Provided material =>
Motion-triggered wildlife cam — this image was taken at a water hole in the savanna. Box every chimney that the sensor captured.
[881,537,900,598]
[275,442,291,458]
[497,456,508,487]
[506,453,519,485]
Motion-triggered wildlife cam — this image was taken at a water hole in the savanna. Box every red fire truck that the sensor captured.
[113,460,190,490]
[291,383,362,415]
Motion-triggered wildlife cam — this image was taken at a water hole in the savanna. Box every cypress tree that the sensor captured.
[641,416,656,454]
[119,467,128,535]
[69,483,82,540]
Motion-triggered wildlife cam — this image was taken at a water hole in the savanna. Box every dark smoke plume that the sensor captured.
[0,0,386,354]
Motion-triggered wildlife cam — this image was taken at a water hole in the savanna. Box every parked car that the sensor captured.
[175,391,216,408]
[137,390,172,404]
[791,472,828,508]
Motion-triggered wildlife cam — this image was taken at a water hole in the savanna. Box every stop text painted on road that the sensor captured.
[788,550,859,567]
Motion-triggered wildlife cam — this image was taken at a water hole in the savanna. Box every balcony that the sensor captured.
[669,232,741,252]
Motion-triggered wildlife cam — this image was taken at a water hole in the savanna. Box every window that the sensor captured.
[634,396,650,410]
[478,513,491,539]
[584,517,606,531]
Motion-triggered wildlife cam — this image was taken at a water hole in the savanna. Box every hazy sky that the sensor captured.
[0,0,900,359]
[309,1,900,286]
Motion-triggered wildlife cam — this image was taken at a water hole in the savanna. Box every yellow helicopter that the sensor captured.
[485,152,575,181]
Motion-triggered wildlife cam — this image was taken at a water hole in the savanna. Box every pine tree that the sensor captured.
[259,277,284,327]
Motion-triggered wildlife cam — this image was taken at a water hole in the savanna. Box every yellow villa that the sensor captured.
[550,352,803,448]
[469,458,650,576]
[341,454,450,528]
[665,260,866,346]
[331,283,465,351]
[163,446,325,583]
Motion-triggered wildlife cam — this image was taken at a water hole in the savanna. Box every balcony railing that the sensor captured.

Prompt =>
Rewrite the material between the line holding "balcony that the sensor captured." and the line holding "[163,446,325,583]", inclusive, keeping every line in place and offsetting each bounding-box coordinate in the answers by -125.

Exercise solution =>
Motion-triggered wildlife cam — this image was taken at a water hole in the savanna. Box every balcony that the sensor captured.
[544,107,616,127]
Motion-triggered wildlife cam — this image was taken at a water hole in the savanna. Box every window that the sensor captured.
[509,271,525,285]
[353,388,366,414]
[459,392,481,406]
Motion-triggered wildlife cam — this image was taken at a water hole in the savanna. Box every hazy sky that the sensor captured.
[-125,-125,775,234]
[184,-124,775,161]
Motion-triggered wildlife cam — this image was taken at a water hole in the savanna. Box every yellow helicopter that the sensor captured.
[360,27,450,56]
Motion-triggered wildlife cam — this image was taken at a water hole in the savanna. Box every pine tree that the sensor captured.
[134,152,159,202]
Motion-triggered wildlife cam — this image was taken at a water hole in the savanna. Box every yellow villa that the sensor captured.
[425,227,678,323]
[344,333,525,451]
[216,329,325,403]
[540,135,741,221]
[206,158,340,226]
[38,321,200,458]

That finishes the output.